▼
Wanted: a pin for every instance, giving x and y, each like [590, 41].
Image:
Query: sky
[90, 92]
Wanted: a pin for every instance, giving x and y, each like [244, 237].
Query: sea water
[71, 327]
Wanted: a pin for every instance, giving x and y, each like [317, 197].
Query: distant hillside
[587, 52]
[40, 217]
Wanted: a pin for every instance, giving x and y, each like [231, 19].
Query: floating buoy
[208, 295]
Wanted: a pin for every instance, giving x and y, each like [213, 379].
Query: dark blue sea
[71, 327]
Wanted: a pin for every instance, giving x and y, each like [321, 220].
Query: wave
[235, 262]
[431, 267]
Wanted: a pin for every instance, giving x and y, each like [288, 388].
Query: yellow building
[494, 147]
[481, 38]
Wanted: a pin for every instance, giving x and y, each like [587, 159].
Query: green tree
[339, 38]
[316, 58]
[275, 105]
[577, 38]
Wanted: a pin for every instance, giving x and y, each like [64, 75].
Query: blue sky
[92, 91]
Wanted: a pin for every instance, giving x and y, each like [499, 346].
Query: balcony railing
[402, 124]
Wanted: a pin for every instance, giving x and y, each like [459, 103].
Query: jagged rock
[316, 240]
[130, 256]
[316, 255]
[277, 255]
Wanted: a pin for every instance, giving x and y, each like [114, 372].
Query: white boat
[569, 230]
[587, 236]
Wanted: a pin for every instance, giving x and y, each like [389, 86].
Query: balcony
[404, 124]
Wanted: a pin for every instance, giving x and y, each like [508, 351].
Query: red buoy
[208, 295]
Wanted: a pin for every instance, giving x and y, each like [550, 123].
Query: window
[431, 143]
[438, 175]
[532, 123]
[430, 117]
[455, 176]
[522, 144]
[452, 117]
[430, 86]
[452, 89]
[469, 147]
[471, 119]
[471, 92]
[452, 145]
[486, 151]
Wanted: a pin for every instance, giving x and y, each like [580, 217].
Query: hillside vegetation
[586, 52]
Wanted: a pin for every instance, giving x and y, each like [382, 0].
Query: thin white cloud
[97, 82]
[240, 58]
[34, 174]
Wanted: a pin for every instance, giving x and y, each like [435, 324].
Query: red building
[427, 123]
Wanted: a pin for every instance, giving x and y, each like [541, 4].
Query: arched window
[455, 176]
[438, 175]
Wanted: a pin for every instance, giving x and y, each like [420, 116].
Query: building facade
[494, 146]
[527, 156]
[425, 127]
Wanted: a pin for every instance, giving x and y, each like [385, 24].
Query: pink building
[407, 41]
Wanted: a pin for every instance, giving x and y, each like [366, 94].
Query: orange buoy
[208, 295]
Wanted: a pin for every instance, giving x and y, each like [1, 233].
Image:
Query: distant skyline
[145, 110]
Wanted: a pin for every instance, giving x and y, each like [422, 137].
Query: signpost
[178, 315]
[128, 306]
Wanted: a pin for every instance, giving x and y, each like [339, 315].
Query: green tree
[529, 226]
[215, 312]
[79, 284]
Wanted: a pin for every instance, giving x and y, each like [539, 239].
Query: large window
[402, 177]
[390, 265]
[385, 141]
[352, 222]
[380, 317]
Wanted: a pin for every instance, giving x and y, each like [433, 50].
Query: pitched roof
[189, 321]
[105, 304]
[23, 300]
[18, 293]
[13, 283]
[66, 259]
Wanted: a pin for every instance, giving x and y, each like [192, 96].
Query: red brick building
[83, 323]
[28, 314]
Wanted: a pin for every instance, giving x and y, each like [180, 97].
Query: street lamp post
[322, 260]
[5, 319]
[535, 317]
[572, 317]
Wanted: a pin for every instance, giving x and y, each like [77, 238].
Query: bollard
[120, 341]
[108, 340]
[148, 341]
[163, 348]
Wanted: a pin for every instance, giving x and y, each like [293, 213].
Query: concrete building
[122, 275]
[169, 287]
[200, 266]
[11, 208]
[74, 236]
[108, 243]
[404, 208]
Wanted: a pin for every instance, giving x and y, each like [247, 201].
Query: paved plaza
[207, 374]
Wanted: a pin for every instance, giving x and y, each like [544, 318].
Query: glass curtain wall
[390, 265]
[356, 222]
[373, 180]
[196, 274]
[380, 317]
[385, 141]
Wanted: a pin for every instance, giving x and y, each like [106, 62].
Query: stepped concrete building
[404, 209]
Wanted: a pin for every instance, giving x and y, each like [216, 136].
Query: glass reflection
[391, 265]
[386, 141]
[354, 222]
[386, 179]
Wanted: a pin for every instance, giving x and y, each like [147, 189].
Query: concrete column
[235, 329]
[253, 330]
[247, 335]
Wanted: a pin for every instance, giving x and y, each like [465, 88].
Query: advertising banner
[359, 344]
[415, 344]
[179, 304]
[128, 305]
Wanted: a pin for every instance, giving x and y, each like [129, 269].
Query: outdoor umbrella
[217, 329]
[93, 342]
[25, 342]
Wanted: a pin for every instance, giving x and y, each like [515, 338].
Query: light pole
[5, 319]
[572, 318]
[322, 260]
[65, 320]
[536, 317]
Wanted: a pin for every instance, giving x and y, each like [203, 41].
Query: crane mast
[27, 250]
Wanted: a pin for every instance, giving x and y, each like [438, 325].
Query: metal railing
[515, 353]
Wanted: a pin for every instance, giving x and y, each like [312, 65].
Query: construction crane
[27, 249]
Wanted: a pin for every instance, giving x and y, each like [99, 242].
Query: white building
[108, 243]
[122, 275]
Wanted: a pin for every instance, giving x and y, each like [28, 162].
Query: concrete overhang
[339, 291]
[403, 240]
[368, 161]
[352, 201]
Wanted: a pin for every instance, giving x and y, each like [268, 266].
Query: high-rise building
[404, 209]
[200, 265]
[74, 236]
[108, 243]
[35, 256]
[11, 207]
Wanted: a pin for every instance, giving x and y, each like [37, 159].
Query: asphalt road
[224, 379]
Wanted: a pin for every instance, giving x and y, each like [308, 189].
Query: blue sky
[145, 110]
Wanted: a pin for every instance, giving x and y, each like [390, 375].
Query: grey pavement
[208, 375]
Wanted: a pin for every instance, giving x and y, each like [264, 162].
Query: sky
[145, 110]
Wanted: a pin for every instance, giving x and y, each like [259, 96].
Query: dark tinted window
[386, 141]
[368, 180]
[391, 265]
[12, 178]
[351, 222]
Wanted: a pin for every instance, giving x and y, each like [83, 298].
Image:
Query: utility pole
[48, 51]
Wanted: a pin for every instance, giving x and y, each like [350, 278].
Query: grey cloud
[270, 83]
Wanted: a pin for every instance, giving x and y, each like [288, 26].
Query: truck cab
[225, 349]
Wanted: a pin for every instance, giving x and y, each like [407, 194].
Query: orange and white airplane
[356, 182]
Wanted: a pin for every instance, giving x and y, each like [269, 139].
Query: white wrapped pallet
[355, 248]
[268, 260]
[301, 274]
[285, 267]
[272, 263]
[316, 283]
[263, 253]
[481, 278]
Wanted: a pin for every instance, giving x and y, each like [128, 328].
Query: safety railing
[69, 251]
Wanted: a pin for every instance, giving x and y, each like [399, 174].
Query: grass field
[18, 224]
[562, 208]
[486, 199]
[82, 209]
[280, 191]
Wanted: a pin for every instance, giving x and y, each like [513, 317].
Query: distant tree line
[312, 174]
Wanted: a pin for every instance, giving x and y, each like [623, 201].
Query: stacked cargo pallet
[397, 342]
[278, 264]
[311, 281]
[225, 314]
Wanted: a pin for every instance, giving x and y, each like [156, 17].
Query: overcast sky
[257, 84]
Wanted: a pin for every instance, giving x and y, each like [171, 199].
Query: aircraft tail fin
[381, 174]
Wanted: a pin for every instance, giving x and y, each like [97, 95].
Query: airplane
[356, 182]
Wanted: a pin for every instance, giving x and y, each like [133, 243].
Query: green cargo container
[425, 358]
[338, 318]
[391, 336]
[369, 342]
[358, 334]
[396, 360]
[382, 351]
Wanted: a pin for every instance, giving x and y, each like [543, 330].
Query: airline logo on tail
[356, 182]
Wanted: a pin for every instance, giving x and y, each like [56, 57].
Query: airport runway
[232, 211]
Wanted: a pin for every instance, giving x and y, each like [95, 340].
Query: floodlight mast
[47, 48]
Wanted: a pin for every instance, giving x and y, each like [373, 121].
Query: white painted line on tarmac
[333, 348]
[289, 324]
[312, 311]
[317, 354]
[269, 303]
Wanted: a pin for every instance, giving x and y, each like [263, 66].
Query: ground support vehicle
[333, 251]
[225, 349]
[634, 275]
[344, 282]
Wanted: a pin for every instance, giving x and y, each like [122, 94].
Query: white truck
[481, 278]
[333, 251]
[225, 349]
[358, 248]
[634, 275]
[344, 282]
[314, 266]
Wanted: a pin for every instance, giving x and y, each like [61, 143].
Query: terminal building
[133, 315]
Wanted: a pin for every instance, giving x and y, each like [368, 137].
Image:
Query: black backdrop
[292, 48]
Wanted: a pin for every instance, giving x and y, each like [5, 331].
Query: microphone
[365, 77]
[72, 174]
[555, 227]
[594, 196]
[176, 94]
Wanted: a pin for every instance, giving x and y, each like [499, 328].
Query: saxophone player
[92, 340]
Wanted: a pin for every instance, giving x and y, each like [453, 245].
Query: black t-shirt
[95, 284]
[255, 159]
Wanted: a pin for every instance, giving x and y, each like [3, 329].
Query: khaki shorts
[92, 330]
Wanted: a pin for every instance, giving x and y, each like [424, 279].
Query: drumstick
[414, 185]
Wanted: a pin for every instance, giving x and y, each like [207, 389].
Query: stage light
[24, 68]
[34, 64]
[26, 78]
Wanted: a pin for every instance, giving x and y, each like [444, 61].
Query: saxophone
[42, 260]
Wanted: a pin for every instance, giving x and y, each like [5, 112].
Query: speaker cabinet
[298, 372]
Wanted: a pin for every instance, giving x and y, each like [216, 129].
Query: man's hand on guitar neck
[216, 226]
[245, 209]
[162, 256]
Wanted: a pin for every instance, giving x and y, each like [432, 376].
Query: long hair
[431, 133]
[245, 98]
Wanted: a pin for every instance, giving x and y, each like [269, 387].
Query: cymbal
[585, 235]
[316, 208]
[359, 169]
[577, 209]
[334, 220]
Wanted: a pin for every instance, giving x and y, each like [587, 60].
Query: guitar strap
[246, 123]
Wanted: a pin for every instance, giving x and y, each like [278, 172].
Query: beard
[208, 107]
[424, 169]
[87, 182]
▲
Please transcribe, exactly and with nothing added, the lines from the first line of the material above through the line that contains "like [550, 123].".

**SOLUTION FOR THIS PROBLEM**:
Wanted: a pin for every instance, giving x and y, each like [590, 41].
Image:
Query: sky
[90, 92]
Wanted: a pin for every instance, giving x and y, each like [244, 237].
Query: sea water
[71, 327]
Wanted: a pin for every instance, giving x and y, each like [317, 197].
Query: distant hillside
[587, 52]
[40, 217]
Wanted: a pin for every instance, giving x and y, each like [231, 19].
Query: floating buoy
[208, 295]
Wanted: a pin for every instance, giving x and y, each like [213, 379].
Query: dark blue sea
[71, 327]
Wanted: a pin for every instance, giving x and y, each like [321, 220].
Query: wave
[235, 262]
[431, 267]
Wanted: a pin for every instance, giving x and y, each like [288, 388].
Query: yellow building
[494, 147]
[481, 38]
Wanted: a pin for every instance, giving x and y, each like [587, 159].
Query: green tree
[339, 38]
[316, 58]
[275, 105]
[577, 38]
Wanted: a pin for every instance, giving x and y, each like [64, 75].
Query: blue sky
[92, 91]
Wanted: a pin for every instance, giving x and y, each like [499, 346].
Query: balcony railing
[402, 124]
Wanted: a pin for every instance, giving x and y, each like [459, 103].
Query: jagged rock
[316, 240]
[130, 256]
[316, 255]
[277, 255]
Wanted: a pin for every instance, giving x and y, each like [114, 372].
Query: white boat
[569, 230]
[587, 236]
Wanted: a pin for every instance, giving x and y, each like [389, 86].
Query: balcony
[404, 124]
Wanted: a pin for every instance, giving x and y, each like [508, 351].
Query: red buoy
[208, 295]
Wanted: a pin for every instance, giving x and y, each like [550, 123].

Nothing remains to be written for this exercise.